→ SELECTED TEXT
# Slow water Browns



## Springville Shooter (Oct 15, 2010)

Been going after some fish while they decide what tags I get this year. Thanks to Bugchuker from the Pile for some great advice on new tactics. I hit one of my favorite places on Saturday and caught some nice fish in the slow water.


----------



## outdoorser (Jan 14, 2013)

Cool!


----------



## Springville Shooter (Oct 15, 2010)

The traditional Rapala got this fat pig to commit for a nice little ride.----SS


----------



## harlin (Mar 18, 2012)

Good looking browns.


----------



## fishstalker (Apr 6, 2014)

I've been having good luck with a top water frog, popping in in slack water and having a big brown slam it is pretty exciting.


----------



## Springville Shooter (Oct 15, 2010)

I want to try a top water mouse too------SS


----------



## BROWN BAGGER (Sep 13, 2007)

yes you do need to try a mouse, but it needs to be raining! one of my favorite things to do


----------



## LOAH (Sep 29, 2007)

Brown Bagger, what's the significance of rain for mousing?

Easier to get away with a fake mouse with the surface disturbance?

Just curious. I'd love to get some mouse action.


----------



## Springville Shooter (Oct 15, 2010)

Yes Brown Bagger.....do tell. I've also heard that night mousing during a full moon can be good.-----SS


----------



## brookieguy1 (Oct 14, 2008)

fishstalker said:


> I've been having good luck with a top water frog, popping in in slack water and having a big brown slam it is pretty exciting.


I've heard of bass poppers catching browns, and oft pondered on slop frogs perhaps working. Nice! Hell, if a lowly mice will entice a sinister brownie, why not a tasty frog! Hats-off for thinking out of the box!


----------

→ INPUT DATA
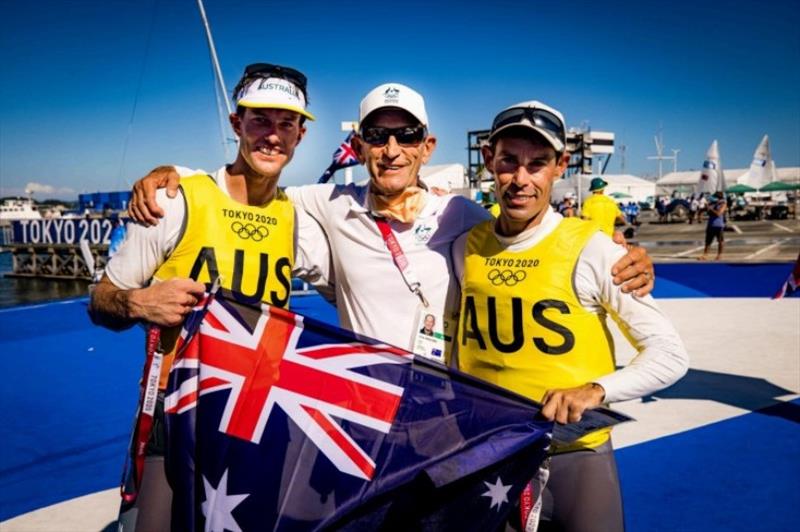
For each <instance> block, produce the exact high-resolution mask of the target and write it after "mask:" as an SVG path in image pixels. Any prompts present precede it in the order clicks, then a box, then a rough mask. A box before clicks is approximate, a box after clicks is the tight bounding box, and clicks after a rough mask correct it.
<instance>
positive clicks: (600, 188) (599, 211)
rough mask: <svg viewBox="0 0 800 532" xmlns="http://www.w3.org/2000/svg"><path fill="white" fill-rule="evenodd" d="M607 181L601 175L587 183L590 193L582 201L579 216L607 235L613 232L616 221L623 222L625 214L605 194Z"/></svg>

→ TO-DO ITEM
Duplicate the part of the slow-water browns thread starting with "## BROWN BAGGER" and going on through "(Sep 29, 2007)", word for word.

→ TASK OUTPUT
## BROWN BAGGER (Sep 13, 2007)

yes you do need to try a mouse, but it needs to be raining! one of my favorite things to do


----------



## LOAH (Sep 29, 2007)